Boundary annotation records
▼
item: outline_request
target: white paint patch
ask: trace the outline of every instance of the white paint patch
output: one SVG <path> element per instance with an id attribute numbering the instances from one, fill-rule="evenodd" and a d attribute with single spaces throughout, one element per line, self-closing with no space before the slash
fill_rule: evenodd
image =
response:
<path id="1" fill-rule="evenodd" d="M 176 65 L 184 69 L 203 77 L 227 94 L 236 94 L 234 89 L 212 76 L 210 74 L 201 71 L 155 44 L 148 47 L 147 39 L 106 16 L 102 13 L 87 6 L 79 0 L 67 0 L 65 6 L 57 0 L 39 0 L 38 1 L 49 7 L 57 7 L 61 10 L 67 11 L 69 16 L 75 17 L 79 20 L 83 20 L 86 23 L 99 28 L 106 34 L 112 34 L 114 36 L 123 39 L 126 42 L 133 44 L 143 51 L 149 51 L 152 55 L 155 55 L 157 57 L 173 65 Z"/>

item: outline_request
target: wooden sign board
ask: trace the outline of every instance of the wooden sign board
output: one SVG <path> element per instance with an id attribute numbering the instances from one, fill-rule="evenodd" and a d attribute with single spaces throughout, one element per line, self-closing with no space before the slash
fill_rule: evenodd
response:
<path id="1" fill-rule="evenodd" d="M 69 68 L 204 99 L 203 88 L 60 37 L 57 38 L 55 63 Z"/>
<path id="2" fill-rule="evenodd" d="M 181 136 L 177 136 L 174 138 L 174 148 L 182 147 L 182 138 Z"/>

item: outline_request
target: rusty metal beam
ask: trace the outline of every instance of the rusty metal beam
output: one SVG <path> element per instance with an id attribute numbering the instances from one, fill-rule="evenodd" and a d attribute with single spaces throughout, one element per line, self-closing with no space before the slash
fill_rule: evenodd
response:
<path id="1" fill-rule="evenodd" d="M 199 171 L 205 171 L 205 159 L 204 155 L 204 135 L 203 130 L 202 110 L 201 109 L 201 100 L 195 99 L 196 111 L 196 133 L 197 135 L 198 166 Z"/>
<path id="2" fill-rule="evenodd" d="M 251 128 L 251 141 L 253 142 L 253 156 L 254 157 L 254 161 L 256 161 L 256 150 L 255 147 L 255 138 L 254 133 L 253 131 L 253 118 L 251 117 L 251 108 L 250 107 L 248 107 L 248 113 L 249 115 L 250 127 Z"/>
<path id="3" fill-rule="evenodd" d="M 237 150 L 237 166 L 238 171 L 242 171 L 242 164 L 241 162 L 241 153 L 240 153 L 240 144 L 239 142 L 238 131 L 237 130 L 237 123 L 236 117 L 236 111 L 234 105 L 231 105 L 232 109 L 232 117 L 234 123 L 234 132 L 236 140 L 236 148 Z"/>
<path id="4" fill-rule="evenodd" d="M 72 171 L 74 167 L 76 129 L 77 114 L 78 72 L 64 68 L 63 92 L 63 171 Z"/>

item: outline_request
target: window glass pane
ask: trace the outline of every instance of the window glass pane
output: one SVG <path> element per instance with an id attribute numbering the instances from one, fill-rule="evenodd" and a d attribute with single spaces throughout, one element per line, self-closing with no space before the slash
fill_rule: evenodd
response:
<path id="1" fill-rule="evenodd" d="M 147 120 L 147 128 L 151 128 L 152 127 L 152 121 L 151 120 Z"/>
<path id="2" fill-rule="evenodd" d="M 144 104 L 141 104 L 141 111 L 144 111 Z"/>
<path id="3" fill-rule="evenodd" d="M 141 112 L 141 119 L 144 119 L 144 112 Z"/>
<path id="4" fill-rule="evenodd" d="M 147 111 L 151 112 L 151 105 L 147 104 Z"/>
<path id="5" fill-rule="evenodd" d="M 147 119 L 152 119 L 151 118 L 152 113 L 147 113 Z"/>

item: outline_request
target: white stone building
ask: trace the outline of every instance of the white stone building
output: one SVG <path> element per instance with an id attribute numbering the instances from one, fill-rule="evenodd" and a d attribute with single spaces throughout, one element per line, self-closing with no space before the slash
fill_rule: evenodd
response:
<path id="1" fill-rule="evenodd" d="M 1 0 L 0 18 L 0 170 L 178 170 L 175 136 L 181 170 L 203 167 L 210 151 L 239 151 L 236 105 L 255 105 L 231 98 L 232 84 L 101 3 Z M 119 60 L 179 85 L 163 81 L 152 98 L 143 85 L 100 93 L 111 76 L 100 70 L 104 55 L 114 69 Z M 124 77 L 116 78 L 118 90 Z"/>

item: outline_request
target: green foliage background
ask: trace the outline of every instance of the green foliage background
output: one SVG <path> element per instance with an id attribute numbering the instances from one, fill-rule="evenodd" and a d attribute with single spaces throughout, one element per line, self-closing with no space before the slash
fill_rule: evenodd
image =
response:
▲
What the task asks:
Arrange the lines above as a Markdown table with two columns, Row and Line. Number each row and leave out the blank lines.

Solution to this task:
| Row | Line |
|---|---|
| 1 | item: outline_request |
| 2 | target: white paint patch |
| 3 | ask: trace the outline of every instance of the white paint patch |
| 4 | output: one SVG <path> element per instance with an id attribute numbering the instances from one, fill-rule="evenodd" and a d attribute with single spaces throughout, one element per line, self-closing with no space before the slash |
| 5 | fill_rule: evenodd |
| 6 | image = |
| 7 | response: |
| 8 | <path id="1" fill-rule="evenodd" d="M 176 65 L 184 69 L 203 77 L 227 94 L 236 94 L 234 89 L 212 76 L 210 74 L 201 71 L 155 44 L 148 47 L 147 39 L 106 16 L 102 13 L 87 6 L 79 0 L 67 0 L 65 6 L 57 0 L 39 0 L 38 1 L 49 7 L 57 7 L 61 10 L 67 11 L 69 16 L 75 17 L 79 20 L 83 20 L 86 23 L 99 28 L 106 34 L 112 34 L 114 36 L 123 39 L 126 42 L 133 44 L 143 51 L 149 51 L 152 55 L 155 55 L 157 57 L 173 65 Z"/> |
| 9 | item: outline_request |
| 10 | target: wooden sign board |
| 11 | ask: trace the outline of every instance of the wooden sign board |
| 12 | output: one SVG <path> element per instance with an id attribute numbering the instances from one, fill-rule="evenodd" and a d attribute with single spaces throughout, one element per line, self-closing with no space before the slash |
| 13 | fill_rule: evenodd |
| 14 | response: |
| 15 | <path id="1" fill-rule="evenodd" d="M 69 68 L 204 99 L 203 88 L 60 37 L 57 38 L 55 63 Z"/> |
| 16 | <path id="2" fill-rule="evenodd" d="M 181 136 L 177 136 L 174 138 L 174 148 L 182 147 L 182 138 Z"/> |
| 17 | item: outline_request |
| 18 | target: rusty metal beam |
| 19 | ask: trace the outline of every instance of the rusty metal beam |
| 20 | output: one SVG <path> element per instance with an id attribute numbering the instances from one, fill-rule="evenodd" and a d attribute with single spaces throughout, one element per line, self-closing with no space before the slash |
| 21 | fill_rule: evenodd |
| 22 | response: |
| 23 | <path id="1" fill-rule="evenodd" d="M 199 171 L 205 171 L 205 159 L 204 155 L 204 135 L 203 130 L 202 110 L 201 109 L 201 100 L 195 99 L 196 111 L 196 133 L 197 135 L 198 166 Z"/> |
| 24 | <path id="2" fill-rule="evenodd" d="M 251 128 L 251 141 L 253 142 L 253 156 L 254 157 L 254 161 L 256 161 L 256 150 L 255 147 L 255 138 L 254 133 L 253 131 L 253 118 L 251 117 L 251 108 L 250 107 L 248 107 L 248 113 L 249 115 L 250 127 Z"/> |
| 25 | <path id="3" fill-rule="evenodd" d="M 237 150 L 237 166 L 238 171 L 242 171 L 242 164 L 241 162 L 241 153 L 240 153 L 240 144 L 239 142 L 238 131 L 237 130 L 237 123 L 236 117 L 236 111 L 234 105 L 231 105 L 232 109 L 232 117 L 234 123 L 234 132 L 236 140 L 236 148 Z"/> |
| 26 | <path id="4" fill-rule="evenodd" d="M 72 171 L 74 167 L 76 129 L 77 114 L 78 72 L 64 68 L 63 92 L 63 171 Z"/> |
| 27 | item: outline_request |
| 28 | target: window glass pane |
| 29 | ask: trace the outline of every instance of the window glass pane |
| 30 | output: one SVG <path> element per instance with an id attribute numbering the instances from one, fill-rule="evenodd" and a d attribute with single spaces throughout, one element per line, self-closing with no space before the slash |
| 31 | fill_rule: evenodd |
| 32 | response: |
| 33 | <path id="1" fill-rule="evenodd" d="M 147 120 L 147 128 L 151 128 L 152 127 L 152 121 L 151 120 Z"/> |
| 34 | <path id="2" fill-rule="evenodd" d="M 144 104 L 141 104 L 141 111 L 144 111 Z"/> |
| 35 | <path id="3" fill-rule="evenodd" d="M 141 112 L 141 119 L 144 119 L 144 112 Z"/> |
| 36 | <path id="4" fill-rule="evenodd" d="M 147 111 L 151 112 L 151 105 L 147 104 Z"/> |
| 37 | <path id="5" fill-rule="evenodd" d="M 147 119 L 152 119 L 151 118 L 152 113 L 147 113 Z"/> |
| 38 | item: outline_request |
| 39 | target: white stone building |
| 40 | ask: trace the outline of every instance of the white stone building |
| 41 | output: one SVG <path> element per instance with an id attribute numbering the instances from one, fill-rule="evenodd" and a d attribute with single spaces throughout, one element per line, self-closing with no space before the slash |
| 42 | fill_rule: evenodd |
| 43 | response: |
| 44 | <path id="1" fill-rule="evenodd" d="M 1 0 L 0 18 L 0 170 L 178 170 L 175 136 L 181 170 L 203 167 L 210 151 L 239 151 L 236 105 L 255 105 L 231 98 L 232 84 L 101 3 Z M 119 60 L 179 85 L 163 81 L 152 98 L 143 85 L 100 93 L 111 76 L 100 70 L 104 55 L 114 69 Z M 124 77 L 116 78 L 118 90 Z"/> |
| 45 | item: outline_request |
| 46 | target: green foliage background |
| 47 | ask: trace the outline of every instance of the green foliage background |
| 48 | output: one SVG <path> element per instance with an id attribute numbering the instances from one, fill-rule="evenodd" and a d attribute with single spaces throughout, one element per line, self-closing with no space before the slash |
| 49 | fill_rule: evenodd |
| 50 | image = |
| 51 | response: |